[Work to do]:
(a) From the forum post about parsing an input text into words, write out the stretch from "Recommended Posts" through "stun) !=EOF) )".
(b) In the forum post about parsing an input text into words, what value does the code pass to exit when memory allocation fails?
** Start of Document excerpt **
Jump to content
Science Forums

Parsing an inputed text into individual words


Recommended Posts

I have this input file that contain words. I am suppose to scan this text, and save each word into a some data structure( not part of my question). My question is: How do i get the words but ignore the symbols? The text that is given contain symbols like - , : ; ( ) _ - + - ....etc. Here is what i got so far:

 

while( scanf(fpname, %s, stun) !=EOF) )

{

******

****

***

pname= AllocateName( stun);

*******

*****

***

*

 

}

 

 

char* AllocateName( char *stun)

{

char*name;

char let;

int num;

num= strlen(stun);

--num;

let=stun[num];

if(let=='.' ||let==',' || let==':')

{

stun[num]='o';

}

if(!(name=(char*)malloc( strlen(stun)+1, sizeof(char))))

{

printf("problem allocating namen");

exit(2);

}

strcmp(name, stun);

 

return name;

}

 

Yes, yes.. It only care for words that ends with a comma, or a period.
** End of Document excerpt **
** Start of Material provided **
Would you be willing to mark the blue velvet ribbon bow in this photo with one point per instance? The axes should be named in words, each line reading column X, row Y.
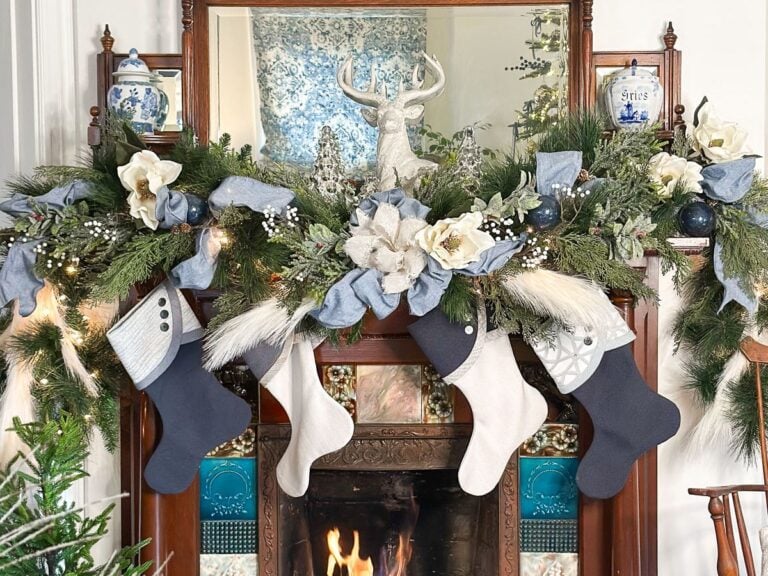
** End of Material provided **
[Results by task]:
(a)
Recommended Posts

I have this input file that contain words. I am suppose to scan this text, and save each word into a some data structure( not part of my question). My question is: How do i get the words but ignore the symbols? The text that is given contain symbols like - , : ; ( ) _ - + - ....etc. Here is what i got so far:

 

while( scanf(fpname, %s, stun) !=EOF) )

(b) 2